Exercise brief: What is needed is a copy of each line in the listing below that contains "gray".

--- Supplied records ---

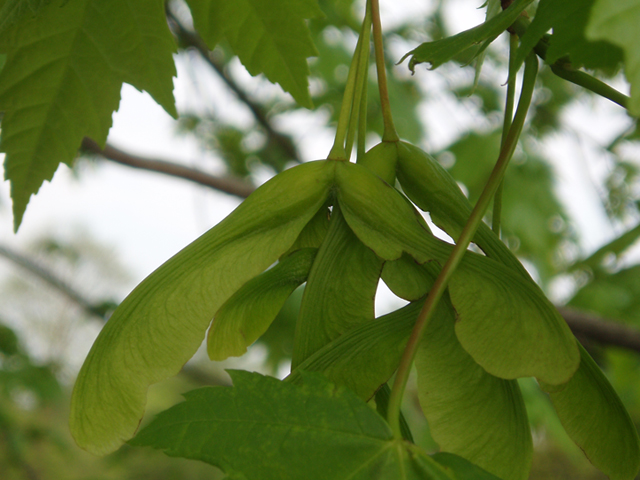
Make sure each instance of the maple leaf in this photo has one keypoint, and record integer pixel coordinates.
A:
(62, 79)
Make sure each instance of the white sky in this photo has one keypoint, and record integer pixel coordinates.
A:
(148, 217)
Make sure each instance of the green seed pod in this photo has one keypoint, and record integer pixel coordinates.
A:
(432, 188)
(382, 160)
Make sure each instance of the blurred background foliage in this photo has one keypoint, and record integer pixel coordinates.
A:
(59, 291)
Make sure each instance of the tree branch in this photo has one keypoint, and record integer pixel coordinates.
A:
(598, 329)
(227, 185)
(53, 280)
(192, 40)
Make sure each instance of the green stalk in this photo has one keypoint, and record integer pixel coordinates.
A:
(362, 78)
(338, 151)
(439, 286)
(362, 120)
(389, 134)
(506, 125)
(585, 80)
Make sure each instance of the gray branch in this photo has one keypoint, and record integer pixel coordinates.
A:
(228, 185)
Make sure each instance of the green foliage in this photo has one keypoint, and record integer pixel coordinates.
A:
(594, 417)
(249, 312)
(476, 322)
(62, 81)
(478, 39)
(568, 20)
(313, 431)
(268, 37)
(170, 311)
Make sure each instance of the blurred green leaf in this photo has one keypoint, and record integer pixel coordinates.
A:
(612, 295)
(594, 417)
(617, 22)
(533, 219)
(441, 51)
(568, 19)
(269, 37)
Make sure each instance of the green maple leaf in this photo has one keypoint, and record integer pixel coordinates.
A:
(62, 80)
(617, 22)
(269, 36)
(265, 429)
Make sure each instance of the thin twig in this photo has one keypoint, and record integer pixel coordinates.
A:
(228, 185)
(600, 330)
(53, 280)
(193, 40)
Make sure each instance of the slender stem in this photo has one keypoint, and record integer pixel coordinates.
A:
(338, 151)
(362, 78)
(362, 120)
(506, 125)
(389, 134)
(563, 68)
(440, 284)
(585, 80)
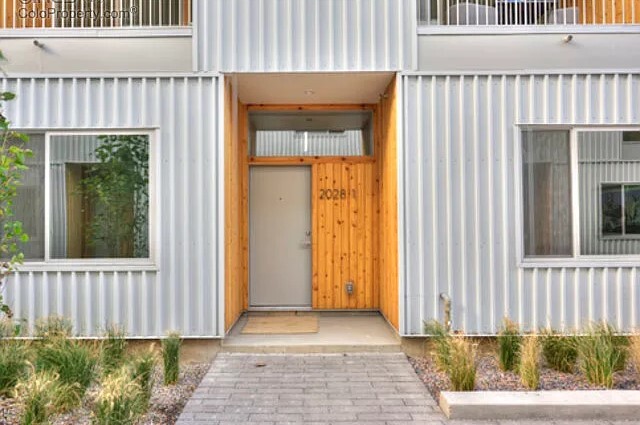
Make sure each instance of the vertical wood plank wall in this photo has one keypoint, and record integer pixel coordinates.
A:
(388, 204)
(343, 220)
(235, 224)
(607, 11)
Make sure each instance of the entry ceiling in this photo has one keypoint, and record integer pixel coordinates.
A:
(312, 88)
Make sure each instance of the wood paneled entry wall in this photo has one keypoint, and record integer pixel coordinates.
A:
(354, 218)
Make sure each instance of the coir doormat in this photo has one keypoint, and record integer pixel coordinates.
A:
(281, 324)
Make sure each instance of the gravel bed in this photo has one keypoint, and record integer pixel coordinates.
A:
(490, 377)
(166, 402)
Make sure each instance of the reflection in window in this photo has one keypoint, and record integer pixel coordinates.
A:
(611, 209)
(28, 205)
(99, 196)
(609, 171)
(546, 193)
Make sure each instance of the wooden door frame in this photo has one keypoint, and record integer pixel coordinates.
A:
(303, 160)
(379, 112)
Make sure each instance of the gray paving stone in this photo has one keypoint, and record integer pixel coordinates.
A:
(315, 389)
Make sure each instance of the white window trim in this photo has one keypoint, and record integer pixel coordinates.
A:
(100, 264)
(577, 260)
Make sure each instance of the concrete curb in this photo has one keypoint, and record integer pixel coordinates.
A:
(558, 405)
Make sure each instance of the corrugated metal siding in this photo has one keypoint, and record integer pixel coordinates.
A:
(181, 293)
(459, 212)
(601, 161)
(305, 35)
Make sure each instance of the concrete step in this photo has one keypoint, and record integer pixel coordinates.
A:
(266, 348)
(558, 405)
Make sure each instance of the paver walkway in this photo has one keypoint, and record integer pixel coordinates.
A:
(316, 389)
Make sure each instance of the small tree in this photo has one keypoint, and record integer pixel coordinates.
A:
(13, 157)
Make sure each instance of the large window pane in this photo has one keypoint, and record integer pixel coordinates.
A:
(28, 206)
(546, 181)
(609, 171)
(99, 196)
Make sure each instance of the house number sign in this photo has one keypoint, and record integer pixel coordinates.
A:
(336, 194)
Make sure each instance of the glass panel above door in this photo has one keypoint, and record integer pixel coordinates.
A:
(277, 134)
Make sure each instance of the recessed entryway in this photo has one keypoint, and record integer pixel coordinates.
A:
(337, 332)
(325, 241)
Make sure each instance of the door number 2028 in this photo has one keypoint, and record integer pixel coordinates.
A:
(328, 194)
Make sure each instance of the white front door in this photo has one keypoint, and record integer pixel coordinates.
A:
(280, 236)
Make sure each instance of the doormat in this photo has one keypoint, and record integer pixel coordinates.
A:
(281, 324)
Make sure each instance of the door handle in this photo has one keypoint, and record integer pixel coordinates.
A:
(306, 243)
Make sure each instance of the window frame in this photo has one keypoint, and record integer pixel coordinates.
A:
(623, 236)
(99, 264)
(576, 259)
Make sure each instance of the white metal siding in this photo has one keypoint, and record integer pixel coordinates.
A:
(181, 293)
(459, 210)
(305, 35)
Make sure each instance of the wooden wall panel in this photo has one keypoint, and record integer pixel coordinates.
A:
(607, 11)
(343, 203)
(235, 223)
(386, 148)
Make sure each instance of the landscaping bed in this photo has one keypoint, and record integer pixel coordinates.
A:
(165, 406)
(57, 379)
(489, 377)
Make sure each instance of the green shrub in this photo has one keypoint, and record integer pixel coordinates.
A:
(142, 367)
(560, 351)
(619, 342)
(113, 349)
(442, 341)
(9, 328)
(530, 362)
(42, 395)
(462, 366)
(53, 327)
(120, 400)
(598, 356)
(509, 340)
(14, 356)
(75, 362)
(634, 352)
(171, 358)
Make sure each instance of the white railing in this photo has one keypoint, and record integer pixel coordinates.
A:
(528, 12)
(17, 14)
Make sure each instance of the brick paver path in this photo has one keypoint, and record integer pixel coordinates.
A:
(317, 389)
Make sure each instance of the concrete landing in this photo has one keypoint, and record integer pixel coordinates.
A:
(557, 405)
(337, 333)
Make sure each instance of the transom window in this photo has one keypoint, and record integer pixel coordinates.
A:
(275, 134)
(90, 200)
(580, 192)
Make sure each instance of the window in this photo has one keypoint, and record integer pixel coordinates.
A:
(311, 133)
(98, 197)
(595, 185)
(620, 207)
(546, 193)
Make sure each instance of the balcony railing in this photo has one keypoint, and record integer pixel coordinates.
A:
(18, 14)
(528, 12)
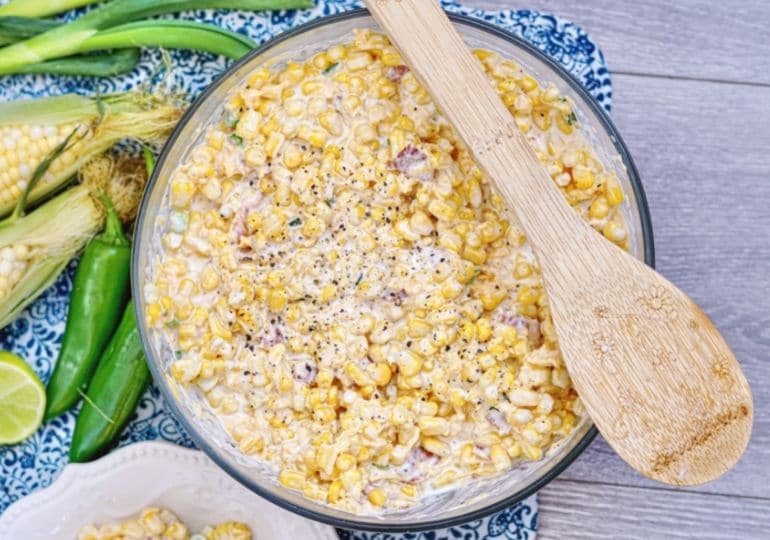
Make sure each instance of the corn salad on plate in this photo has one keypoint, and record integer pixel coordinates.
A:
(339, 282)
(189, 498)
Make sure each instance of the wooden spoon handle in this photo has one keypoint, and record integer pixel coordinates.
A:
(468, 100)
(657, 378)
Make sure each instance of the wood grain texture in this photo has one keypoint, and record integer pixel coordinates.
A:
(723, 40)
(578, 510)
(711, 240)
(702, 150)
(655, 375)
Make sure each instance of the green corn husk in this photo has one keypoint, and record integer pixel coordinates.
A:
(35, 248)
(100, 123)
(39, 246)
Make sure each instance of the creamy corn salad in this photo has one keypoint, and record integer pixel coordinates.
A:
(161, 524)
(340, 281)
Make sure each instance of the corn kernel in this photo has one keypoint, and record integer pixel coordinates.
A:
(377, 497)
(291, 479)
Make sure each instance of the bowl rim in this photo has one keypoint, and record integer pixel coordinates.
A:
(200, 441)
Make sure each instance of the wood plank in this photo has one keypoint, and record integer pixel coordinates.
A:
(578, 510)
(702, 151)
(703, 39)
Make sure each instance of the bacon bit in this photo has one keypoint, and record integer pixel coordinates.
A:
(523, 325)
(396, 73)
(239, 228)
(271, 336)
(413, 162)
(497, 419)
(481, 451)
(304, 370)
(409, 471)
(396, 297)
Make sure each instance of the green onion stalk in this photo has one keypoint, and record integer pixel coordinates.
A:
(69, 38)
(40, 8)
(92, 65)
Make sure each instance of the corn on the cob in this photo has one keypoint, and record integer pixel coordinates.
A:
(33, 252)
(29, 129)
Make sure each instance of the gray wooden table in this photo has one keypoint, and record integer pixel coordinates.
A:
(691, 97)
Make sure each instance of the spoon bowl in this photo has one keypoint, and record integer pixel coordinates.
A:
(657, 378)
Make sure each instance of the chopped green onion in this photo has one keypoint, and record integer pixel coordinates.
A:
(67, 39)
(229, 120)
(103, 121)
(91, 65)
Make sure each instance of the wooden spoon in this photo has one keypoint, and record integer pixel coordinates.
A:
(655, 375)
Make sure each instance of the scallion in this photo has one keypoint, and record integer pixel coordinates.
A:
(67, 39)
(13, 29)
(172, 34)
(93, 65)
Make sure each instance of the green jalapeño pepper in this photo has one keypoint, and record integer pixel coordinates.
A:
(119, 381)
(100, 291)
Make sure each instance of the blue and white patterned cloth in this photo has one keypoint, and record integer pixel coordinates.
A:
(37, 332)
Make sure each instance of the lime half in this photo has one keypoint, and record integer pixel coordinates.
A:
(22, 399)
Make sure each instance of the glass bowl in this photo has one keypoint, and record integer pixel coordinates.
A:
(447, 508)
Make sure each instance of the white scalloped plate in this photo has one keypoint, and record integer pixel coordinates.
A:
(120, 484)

---
--- Supplied records ---

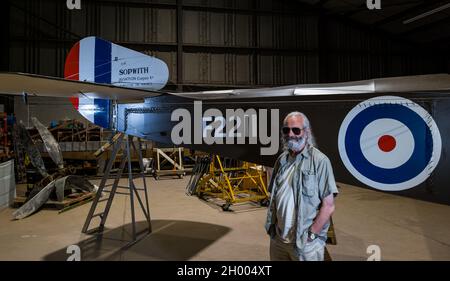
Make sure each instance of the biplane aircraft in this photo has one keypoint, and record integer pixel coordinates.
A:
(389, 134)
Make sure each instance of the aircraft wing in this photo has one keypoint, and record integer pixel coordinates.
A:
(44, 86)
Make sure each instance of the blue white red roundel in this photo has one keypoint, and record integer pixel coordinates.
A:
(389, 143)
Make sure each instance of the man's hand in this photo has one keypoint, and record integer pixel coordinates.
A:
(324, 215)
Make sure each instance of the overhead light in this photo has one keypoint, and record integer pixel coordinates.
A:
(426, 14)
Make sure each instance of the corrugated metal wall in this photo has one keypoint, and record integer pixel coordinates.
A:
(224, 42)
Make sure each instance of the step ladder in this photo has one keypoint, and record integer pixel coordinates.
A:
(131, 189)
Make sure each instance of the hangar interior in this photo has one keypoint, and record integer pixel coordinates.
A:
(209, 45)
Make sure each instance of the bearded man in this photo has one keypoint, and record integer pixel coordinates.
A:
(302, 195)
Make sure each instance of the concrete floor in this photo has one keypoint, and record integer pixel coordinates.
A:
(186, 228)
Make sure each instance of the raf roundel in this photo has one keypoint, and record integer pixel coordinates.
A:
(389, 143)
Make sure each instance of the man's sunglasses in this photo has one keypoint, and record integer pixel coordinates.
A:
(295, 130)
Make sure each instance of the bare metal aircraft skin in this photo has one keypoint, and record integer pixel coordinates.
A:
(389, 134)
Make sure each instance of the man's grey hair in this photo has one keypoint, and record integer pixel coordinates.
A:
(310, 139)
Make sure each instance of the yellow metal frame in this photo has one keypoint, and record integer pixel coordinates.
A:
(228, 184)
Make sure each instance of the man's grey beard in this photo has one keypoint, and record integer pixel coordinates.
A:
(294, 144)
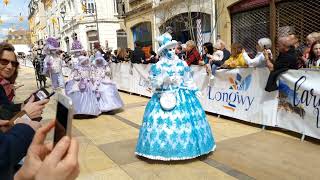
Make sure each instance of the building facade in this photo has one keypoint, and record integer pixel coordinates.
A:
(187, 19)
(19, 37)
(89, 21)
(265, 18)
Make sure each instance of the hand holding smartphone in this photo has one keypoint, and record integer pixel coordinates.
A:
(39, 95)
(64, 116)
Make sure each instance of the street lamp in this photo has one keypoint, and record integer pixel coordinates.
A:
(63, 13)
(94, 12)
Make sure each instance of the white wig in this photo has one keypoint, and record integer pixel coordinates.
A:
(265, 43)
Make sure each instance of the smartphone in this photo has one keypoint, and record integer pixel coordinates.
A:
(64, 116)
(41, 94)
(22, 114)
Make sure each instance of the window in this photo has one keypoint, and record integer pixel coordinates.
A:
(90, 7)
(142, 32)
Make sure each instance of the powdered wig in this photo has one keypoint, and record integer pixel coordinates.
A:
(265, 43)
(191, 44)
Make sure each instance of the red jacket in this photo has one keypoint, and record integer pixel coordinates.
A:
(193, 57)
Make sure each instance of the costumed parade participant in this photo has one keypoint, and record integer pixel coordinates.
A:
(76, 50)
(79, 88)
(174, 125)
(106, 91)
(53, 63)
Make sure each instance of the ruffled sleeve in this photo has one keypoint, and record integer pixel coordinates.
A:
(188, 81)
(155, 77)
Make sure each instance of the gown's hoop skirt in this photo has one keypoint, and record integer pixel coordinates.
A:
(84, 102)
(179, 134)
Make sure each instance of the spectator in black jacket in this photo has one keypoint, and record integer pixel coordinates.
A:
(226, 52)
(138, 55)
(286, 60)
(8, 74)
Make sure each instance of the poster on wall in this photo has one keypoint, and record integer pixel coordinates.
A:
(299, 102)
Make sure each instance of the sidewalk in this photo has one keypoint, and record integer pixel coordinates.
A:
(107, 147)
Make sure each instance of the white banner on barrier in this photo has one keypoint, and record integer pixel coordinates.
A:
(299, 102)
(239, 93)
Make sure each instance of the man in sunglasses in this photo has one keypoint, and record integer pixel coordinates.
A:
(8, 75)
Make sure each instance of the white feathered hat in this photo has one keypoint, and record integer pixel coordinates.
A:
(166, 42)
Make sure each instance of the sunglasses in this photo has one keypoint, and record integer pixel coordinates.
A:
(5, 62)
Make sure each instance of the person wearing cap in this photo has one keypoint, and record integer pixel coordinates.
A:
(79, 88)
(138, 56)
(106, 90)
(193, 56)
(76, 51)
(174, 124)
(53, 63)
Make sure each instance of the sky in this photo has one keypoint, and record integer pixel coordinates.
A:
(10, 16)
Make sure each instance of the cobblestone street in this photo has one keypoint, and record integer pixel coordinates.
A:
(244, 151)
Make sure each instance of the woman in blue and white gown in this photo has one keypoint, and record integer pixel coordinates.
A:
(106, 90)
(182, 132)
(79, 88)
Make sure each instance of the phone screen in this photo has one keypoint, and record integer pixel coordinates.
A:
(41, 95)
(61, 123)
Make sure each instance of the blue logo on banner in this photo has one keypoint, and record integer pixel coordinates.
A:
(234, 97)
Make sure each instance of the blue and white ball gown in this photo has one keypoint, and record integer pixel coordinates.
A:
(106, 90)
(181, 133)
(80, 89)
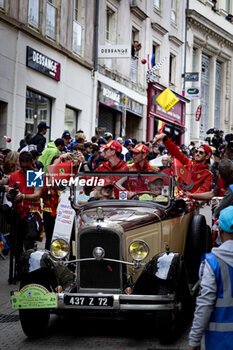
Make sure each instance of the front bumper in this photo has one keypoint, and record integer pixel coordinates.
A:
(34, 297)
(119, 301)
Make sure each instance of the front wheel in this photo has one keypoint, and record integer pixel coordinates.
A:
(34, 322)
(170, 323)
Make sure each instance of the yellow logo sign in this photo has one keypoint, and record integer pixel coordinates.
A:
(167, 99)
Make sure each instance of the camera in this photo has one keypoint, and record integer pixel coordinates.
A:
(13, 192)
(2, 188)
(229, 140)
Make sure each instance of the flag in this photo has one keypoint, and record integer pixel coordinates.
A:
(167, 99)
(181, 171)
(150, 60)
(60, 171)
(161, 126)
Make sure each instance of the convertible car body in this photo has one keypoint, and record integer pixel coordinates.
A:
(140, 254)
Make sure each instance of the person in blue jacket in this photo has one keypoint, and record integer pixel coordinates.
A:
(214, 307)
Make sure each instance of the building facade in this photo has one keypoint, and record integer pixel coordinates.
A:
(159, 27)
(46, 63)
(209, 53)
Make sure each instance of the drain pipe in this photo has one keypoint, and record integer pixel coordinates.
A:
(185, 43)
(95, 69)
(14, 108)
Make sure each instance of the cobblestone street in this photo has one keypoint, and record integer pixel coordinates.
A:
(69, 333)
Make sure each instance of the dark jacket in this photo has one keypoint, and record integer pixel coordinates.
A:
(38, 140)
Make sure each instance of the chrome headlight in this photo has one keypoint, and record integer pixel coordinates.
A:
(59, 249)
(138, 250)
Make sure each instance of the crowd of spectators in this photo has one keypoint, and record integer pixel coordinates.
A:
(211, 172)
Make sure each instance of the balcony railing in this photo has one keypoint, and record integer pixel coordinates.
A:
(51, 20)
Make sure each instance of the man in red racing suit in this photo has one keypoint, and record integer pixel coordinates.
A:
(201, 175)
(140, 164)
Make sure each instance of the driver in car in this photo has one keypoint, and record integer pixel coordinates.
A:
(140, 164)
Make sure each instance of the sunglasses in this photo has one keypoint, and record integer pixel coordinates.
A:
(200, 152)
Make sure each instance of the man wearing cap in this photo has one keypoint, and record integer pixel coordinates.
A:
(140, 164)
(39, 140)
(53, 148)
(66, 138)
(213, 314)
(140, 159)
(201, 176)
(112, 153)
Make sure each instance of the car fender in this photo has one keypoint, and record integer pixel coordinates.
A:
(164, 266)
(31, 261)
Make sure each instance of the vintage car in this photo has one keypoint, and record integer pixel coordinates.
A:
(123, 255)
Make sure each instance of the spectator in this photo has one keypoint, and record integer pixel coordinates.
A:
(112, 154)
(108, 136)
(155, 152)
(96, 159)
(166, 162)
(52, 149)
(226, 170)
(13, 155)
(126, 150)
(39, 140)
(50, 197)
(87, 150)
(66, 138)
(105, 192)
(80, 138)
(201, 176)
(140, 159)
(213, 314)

---

Exercise result:
Make sure each instance of the gray branch in this photo has one keypoint, and record integer pixel coordinates.
Make sure each instance of the gray paving stone in this photo has one keypoint, and record integer pixel coordinates.
Make sure each instance of the gray wooden table in this photo has one keypoint, and record integer pixel coordinates.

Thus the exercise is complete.